Source excerpt -
"""

Keith Devlin has written another good article on multiplication
called "What Exactly Is Multiplication?"

In this article, Devlin discusses multiplication from a conceptual
viewpoint: Multiplication is scaling. Actually, multiplication
as scaling and rotating is a better image to use since it extends
to complex number multiplication. The multiplication z_1*z_2
scales the vector z_2 by a factor of |z_1| and rotates it
by arg(z_1).

He also discusses multiplication as an abstract operation in
which we do not define what multiplication exactly is other
than that it is a ring operation with certain properties.

He also mentions in his article that mathematicians rarely think
about what multiplication is since these kinds of questions
do not arise in their work and hence the reason why he has not
addressed to his readers much about what multiplication is in
concrete terms. He does mention that multiplication as a cognitive
process or as a concrete operation is very complex and cites a
414-page book by Harel and Confrey devoted solely to the
complexities of multiplicative reasoning and the development
of multiplicative reasoning in students.

"""

Input for this task -
"""

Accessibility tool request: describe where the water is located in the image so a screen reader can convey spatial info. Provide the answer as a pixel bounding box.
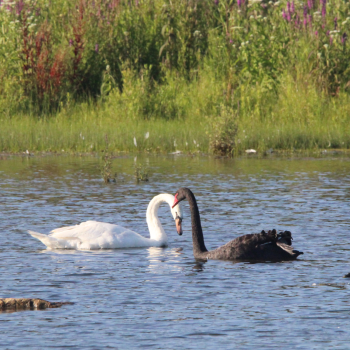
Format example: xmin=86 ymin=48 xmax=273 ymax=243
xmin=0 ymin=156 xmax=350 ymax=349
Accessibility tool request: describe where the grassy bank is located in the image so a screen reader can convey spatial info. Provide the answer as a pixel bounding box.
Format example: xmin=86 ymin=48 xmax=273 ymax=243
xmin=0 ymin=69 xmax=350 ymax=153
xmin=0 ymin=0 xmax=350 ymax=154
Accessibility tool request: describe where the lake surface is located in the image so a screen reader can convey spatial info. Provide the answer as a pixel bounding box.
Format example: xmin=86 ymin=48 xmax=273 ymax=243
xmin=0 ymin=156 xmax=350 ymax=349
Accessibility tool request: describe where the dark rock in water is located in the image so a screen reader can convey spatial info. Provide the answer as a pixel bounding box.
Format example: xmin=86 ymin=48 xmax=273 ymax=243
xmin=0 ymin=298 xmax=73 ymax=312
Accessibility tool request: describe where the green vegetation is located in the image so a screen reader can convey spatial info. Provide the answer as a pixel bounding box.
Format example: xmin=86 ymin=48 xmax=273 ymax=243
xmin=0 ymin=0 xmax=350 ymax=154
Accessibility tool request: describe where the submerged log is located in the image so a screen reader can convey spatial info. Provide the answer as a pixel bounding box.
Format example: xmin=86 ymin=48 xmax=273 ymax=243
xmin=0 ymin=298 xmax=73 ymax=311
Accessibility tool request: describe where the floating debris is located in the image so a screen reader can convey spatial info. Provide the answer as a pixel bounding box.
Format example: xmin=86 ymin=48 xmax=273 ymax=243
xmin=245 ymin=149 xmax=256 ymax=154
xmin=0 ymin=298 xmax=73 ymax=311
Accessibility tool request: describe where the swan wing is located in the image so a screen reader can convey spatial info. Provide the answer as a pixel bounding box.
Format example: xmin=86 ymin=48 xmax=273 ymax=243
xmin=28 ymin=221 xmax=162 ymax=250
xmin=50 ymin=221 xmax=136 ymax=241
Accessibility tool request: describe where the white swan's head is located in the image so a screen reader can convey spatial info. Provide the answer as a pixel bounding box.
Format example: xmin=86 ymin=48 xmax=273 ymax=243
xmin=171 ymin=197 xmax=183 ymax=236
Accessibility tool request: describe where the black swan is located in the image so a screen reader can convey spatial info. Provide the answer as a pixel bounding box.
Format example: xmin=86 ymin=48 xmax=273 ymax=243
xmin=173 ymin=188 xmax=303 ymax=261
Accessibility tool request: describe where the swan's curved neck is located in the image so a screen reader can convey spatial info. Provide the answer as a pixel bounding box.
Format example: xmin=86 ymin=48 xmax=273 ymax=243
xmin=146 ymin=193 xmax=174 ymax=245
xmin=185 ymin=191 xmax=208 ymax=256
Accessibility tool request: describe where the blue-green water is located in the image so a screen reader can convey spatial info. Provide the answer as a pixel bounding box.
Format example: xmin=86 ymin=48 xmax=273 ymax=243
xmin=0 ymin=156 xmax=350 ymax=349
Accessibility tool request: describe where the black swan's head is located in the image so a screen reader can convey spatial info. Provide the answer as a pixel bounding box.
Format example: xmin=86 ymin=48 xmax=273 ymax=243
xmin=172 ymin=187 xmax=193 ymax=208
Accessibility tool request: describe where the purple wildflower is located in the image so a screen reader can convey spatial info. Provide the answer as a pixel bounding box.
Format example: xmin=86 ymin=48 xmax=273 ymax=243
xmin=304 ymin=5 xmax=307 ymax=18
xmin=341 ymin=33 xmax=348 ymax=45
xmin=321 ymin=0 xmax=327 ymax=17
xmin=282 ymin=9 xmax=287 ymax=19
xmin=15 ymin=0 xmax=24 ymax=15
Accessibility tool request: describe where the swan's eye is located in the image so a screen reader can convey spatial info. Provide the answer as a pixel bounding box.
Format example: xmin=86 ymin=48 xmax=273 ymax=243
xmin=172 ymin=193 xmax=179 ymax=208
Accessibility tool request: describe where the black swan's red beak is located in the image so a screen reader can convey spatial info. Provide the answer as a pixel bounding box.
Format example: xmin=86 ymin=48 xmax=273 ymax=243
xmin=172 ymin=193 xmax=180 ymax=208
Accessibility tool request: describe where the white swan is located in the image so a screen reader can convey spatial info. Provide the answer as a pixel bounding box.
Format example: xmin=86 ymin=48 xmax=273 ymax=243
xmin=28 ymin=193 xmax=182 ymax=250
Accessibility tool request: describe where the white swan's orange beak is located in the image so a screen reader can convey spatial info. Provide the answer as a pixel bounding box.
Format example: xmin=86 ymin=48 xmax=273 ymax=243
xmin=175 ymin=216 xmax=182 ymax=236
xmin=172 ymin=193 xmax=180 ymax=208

"""
"""

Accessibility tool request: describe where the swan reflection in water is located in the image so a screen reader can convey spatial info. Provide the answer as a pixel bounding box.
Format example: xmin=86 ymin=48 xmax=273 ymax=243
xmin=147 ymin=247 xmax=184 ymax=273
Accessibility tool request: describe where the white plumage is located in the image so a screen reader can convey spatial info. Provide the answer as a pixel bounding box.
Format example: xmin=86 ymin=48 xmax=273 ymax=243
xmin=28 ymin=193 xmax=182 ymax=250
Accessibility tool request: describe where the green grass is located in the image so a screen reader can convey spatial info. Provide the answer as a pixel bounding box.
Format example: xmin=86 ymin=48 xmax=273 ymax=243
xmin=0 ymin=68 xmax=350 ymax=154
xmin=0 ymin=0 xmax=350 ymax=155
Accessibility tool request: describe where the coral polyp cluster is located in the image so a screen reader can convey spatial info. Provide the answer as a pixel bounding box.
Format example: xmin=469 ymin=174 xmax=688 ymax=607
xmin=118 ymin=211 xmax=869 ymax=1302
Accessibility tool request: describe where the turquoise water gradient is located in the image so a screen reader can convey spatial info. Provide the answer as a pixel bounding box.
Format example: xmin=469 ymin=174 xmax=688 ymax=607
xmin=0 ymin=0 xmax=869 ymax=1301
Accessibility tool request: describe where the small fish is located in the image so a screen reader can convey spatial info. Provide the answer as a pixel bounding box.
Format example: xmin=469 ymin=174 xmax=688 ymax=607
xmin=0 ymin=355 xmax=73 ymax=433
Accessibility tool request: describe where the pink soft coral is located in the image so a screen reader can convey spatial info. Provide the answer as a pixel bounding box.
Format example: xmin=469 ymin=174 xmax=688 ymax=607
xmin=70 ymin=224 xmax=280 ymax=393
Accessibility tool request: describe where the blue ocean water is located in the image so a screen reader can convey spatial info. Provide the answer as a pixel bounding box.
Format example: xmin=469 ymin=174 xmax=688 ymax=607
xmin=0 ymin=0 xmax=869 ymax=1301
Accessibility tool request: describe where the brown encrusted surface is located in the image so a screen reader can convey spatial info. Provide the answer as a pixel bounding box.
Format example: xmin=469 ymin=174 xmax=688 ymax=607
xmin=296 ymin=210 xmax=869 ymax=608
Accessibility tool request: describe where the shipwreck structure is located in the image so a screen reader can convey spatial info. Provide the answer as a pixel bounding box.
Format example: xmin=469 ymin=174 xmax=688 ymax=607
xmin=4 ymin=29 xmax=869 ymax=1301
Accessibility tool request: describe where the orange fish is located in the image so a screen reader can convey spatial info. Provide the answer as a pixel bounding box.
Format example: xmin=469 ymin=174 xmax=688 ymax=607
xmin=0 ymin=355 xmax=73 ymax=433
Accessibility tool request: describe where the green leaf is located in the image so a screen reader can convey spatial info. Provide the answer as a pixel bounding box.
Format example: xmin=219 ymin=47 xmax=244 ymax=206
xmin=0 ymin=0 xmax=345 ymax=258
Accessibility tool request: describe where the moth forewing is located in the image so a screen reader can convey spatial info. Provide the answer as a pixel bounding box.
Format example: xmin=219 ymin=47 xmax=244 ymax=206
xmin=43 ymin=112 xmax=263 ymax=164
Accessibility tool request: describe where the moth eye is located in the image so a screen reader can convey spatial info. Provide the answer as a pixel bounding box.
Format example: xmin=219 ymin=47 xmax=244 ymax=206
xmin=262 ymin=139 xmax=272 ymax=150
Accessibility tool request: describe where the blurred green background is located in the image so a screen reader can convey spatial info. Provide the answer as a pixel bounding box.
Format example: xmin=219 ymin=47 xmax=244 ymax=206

"""
"""

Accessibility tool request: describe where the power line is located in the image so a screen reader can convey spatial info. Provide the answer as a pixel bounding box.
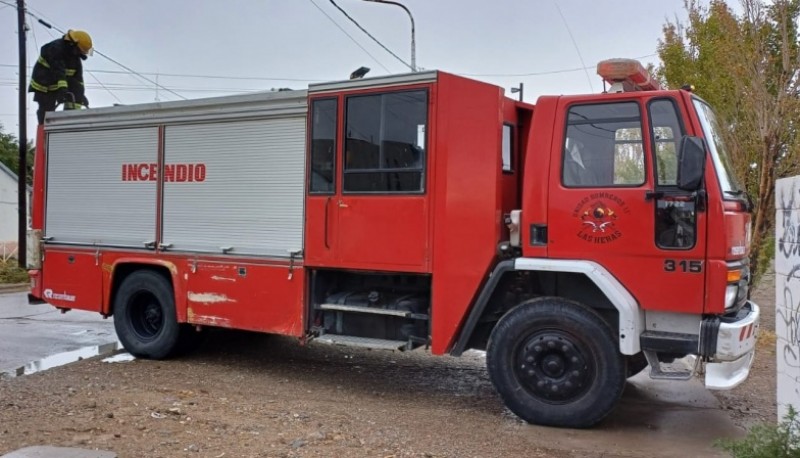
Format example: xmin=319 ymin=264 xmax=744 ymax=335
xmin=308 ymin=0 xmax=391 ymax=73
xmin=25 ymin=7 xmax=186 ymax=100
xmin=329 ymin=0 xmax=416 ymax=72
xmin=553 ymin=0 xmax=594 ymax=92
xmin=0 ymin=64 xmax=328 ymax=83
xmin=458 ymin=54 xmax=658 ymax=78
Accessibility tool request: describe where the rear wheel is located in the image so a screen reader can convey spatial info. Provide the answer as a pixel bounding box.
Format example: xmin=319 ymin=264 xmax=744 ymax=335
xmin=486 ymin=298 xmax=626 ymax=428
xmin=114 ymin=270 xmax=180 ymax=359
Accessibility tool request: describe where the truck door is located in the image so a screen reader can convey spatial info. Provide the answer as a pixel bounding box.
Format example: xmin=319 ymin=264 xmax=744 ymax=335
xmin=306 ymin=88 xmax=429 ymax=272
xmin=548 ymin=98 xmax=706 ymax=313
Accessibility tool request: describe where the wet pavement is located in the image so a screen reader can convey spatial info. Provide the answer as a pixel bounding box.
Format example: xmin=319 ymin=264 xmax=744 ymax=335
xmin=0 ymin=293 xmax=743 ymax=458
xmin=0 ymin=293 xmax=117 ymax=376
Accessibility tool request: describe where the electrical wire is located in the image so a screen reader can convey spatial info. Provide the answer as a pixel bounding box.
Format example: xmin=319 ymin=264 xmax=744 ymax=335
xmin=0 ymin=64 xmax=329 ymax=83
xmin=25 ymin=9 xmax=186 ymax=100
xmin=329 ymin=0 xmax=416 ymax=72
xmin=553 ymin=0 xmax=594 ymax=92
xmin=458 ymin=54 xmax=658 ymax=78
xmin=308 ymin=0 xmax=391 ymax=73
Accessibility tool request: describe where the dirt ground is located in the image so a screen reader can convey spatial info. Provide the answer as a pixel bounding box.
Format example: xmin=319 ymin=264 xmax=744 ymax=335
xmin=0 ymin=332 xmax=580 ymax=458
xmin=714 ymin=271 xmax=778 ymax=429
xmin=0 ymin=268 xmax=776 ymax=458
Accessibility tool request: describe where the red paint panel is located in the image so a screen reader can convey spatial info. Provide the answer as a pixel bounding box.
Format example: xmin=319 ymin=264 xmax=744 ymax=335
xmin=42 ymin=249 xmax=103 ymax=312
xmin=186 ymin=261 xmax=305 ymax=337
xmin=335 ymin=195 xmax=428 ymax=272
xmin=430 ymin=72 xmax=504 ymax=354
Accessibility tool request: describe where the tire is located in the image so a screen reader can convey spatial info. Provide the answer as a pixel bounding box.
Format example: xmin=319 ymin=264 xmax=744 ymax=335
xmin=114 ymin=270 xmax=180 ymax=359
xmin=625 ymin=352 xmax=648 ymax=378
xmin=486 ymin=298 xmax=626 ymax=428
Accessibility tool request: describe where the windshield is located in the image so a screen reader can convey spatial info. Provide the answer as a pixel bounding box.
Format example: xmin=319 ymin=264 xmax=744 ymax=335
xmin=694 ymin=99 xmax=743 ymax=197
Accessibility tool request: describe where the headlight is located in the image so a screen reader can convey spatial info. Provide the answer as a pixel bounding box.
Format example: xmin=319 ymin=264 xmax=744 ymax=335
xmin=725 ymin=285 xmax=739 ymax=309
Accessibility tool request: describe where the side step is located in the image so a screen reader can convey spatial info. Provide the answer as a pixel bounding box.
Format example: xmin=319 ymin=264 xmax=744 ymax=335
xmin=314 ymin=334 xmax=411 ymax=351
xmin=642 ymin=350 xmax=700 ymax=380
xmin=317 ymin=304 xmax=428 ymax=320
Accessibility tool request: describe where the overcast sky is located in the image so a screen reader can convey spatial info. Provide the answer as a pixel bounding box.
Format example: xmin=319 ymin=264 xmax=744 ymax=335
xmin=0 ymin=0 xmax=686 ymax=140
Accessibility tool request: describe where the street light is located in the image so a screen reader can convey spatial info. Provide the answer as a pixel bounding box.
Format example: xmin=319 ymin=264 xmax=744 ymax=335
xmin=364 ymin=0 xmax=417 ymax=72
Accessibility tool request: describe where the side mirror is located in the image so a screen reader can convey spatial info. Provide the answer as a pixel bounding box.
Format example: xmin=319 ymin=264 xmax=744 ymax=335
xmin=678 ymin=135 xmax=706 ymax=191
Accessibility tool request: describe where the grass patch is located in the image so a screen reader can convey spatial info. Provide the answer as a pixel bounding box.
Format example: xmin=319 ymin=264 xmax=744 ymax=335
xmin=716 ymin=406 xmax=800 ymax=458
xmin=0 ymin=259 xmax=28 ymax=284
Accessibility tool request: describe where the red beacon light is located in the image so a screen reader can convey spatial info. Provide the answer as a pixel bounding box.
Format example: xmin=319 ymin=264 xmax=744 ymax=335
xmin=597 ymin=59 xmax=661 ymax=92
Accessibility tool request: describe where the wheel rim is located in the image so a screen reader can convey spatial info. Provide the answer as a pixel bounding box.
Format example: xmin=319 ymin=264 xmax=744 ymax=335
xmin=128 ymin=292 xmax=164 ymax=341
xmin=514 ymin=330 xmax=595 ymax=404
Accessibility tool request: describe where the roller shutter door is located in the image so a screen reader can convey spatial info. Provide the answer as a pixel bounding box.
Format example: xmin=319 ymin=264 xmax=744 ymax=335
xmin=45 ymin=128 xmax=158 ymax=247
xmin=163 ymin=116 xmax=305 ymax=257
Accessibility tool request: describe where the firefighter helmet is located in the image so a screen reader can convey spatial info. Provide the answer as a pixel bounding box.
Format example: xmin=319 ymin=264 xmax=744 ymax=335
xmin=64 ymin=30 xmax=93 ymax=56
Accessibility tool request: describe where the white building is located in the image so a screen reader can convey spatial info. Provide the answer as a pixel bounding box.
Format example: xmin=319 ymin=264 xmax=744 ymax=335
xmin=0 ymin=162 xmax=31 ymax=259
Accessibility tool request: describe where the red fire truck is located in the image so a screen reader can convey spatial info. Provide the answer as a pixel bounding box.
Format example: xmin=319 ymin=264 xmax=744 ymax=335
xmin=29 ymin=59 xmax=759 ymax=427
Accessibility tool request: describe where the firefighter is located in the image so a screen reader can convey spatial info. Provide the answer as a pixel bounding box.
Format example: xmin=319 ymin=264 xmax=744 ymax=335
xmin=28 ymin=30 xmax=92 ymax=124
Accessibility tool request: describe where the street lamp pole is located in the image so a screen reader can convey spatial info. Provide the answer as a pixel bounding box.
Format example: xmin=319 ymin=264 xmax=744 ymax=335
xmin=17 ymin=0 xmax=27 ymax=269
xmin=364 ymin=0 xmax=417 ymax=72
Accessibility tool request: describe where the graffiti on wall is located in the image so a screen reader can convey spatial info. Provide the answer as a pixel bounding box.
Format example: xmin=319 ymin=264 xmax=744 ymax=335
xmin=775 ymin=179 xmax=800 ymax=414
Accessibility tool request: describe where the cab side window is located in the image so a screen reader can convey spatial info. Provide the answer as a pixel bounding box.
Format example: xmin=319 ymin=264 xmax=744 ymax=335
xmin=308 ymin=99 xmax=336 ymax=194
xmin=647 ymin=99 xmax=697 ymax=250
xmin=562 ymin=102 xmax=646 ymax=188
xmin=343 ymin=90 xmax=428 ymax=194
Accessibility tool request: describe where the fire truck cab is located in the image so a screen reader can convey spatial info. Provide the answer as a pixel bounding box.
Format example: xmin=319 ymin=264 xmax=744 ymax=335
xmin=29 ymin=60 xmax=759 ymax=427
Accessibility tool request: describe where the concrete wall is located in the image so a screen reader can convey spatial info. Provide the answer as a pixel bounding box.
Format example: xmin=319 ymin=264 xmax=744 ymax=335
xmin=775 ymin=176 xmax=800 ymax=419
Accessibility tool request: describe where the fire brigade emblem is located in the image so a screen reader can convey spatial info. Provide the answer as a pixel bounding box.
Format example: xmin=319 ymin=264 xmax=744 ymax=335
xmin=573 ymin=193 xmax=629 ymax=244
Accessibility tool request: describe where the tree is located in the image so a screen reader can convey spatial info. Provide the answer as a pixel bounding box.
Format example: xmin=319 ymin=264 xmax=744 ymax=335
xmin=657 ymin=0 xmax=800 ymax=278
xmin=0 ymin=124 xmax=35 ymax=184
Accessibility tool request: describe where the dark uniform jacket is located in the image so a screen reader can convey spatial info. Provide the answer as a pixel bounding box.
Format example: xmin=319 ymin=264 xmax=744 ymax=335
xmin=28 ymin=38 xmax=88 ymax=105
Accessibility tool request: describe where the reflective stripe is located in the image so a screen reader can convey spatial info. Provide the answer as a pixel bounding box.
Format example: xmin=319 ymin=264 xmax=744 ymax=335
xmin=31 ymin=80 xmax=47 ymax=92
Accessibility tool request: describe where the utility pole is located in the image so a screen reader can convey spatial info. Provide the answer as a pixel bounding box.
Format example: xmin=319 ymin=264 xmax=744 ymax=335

"""

Required tasks -
**A.** Decide whether each statement agrees with the post about multiplication. Answer yes or no for each, and quote the words from the post that decide it.
(i) Multiplication seen as scaling and rotating carries over to complex numbers.
(ii) The book by Harel and Confrey runs to 300 pages.
(iii) Mathematicians often think about what multiplication is.
**B.** Output the records from the line with "Accessibility tool request: describe where the rear" to the line with "xmin=0 ymin=268 xmax=776 ymax=458" as a JSON list of strings, with one string per line and blank lines left out.

Solutions below -
**A.**
(i) Yes: "since it extends to complex number multiplication"
(ii) No: "cites a 414-page book by Harel and Confrey"
(iii) No: "mathematicians rarely think about what multiplication is"

**B.**
[
  "Accessibility tool request: describe where the rear wheel is located in the image so a screen reader can convey spatial info. Provide the answer as a pixel bounding box.",
  "Format example: xmin=319 ymin=264 xmax=744 ymax=335",
  "xmin=486 ymin=298 xmax=626 ymax=428",
  "xmin=114 ymin=270 xmax=180 ymax=359",
  "Accessibility tool request: describe where the truck door is located in the image so a screen reader can convey spatial info. Provide the answer as a pixel bounding box.",
  "Format example: xmin=319 ymin=264 xmax=744 ymax=335",
  "xmin=306 ymin=88 xmax=429 ymax=272",
  "xmin=548 ymin=98 xmax=706 ymax=313",
  "Accessibility tool request: describe where the wet pavement is located in the image so a screen reader can convey spatial info. Provide the answer as a pixel bounding box.",
  "Format example: xmin=319 ymin=264 xmax=744 ymax=335",
  "xmin=0 ymin=293 xmax=743 ymax=458",
  "xmin=0 ymin=293 xmax=117 ymax=376",
  "Accessibility tool request: describe where the electrical wire is located in the image so a screen reader can convey spatial info. Provide the answer as a pixel bounding box.",
  "Format example: xmin=319 ymin=264 xmax=744 ymax=335",
  "xmin=0 ymin=64 xmax=329 ymax=83",
  "xmin=25 ymin=9 xmax=186 ymax=100",
  "xmin=329 ymin=0 xmax=416 ymax=72",
  "xmin=553 ymin=0 xmax=594 ymax=92",
  "xmin=458 ymin=54 xmax=658 ymax=78",
  "xmin=308 ymin=0 xmax=391 ymax=73",
  "Accessibility tool request: describe where the dirt ground is located in the image so a screen reader can convey spatial info. Provide the answer as a pixel bounding box.",
  "Format example: xmin=319 ymin=264 xmax=744 ymax=335",
  "xmin=0 ymin=332 xmax=580 ymax=458",
  "xmin=714 ymin=271 xmax=778 ymax=429",
  "xmin=0 ymin=268 xmax=776 ymax=458"
]